DATASET ROWS:
_ _ _ _ _ _ _

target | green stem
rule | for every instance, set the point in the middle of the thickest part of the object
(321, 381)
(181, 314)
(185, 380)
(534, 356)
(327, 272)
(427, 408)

_ _ _ _ _ _ _

INSTRUCTIONS FOR THE TASK:
Reproduce each record line for line, without any changes.

EXERCISE ANSWER:
target | green stem
rule | for every instance, set the point in the middle of the thickest part of the object
(321, 381)
(181, 314)
(185, 380)
(534, 356)
(327, 272)
(427, 408)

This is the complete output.